Task details -> Write out the passage on Obama's early presidency word for word, starting with "Obama's crowd loved" and going on through "names in Springfield.".

Obama's crowd loved it, and he could not help adding: "So whoever of you think you are responsible for this"—his own presidency—"we're taking names."
In a series of pieces this week, we explore the truth behind Obama's humor. There was an impression—not from Obama, to be clear, who took pains to try to manage expectations from Grant Park through the inaugural—that the Kingdom of God was at hand, but reality has a way of intruding, and it has wasted no time in doing so. Little wonder, then, that the president was thinking about taking names in Springfield.
The foregoing point—that Obama's opening weeks have been roiled by perennial political forces and a particularly horrible economic situation—has been made early and often. What has been less remarked upon, and little noted, is the debate we explore this week in an essay by Yuval Levin of the Ethics and Public Policy Center. What if partisanship is in fact a good thing? "The president's familiar pining for … consensus expresses in part his desire to get his own way, of course, and as a liberal Democrat his way is itself partisan," Yuval notes. "But it also reaches back to an ancient republicanism that condemned parties in politics as a means by which permanent factions pursued their private interests instead of the public good. For as much as they are beholden to interest groups, however, large modern parties are really giving form to disagreements about the public good. They express a genuine difference of opinion about what is best for the whole." In other essays on the topic, Joseph Epstein explores the nature of political disappointment, and Jonathan Alter charts the demise of what he calls "the purple dream."
In our cover, Mary Carmichael offers perhaps the best news I have heard since the economy began to collapse last autumn: it turns out that stress—defined officially as the hormonal response to danger, uncertainty or change—may actually be good for us. (If so, I suspect you are thinking, then your longevity is assured.) Predictably, scientists disagree about the utility of stress, but Mary notes that the idea of what is called "good stress" is winning more adherents in the medical world. "In the short term," Mary writes, "it can energize us … In the long term, stress can motivate us to do better at jobs we care about. A little of it can prepare us for a lot later on, making us more resilient. Even when it's extreme, stress may have some positive effects—which is why, in addition to posttraumatic stress disorder, some psychologists are starting to define a phenomenon called posttraumatic growth." At this juncture, it would be too glib to link Obama to the stress cover, so I will resist.

Excerpted records ->
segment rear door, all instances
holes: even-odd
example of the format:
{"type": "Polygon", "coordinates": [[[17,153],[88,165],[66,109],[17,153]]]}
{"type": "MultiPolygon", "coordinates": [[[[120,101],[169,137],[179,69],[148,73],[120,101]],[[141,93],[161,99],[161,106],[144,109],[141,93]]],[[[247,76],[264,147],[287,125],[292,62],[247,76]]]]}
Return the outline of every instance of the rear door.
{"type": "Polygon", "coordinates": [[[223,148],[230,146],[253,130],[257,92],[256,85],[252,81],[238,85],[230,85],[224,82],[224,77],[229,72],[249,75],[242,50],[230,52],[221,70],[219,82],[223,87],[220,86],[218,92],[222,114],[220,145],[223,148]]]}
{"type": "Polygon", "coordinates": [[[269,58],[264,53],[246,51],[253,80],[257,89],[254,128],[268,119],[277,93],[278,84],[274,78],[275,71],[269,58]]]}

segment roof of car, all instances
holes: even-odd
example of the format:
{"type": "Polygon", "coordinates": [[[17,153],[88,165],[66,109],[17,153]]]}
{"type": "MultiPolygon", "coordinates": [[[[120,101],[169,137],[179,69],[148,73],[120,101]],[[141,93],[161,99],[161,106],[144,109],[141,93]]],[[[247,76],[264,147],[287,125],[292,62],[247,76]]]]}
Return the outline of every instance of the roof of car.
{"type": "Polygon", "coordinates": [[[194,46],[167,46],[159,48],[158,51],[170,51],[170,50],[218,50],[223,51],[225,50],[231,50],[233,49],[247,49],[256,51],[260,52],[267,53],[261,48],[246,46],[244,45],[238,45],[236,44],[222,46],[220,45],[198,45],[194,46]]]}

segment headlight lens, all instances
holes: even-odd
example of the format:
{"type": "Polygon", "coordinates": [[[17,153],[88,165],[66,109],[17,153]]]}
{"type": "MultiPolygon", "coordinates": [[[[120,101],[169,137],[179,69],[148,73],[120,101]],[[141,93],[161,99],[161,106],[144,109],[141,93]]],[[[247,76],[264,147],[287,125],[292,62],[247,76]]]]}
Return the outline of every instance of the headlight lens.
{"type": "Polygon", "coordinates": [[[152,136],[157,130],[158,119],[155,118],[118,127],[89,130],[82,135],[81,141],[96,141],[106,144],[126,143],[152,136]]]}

Result of the task ->
Obama's crowd loved it, and he could not help adding: "So whoever of you think you are responsible for this"—his own presidency—"we're taking names."
In a series of pieces this week, we explore the truth behind Obama's humor. There was an impression—not from Obama, to be clear, who took pains to try to manage expectations from Grant Park through the inaugural—that the Kingdom of God was at hand, but reality has a way of intruding, and it has wasted no time in doing so. Little wonder, then, that the president was thinking about taking names in Springfield.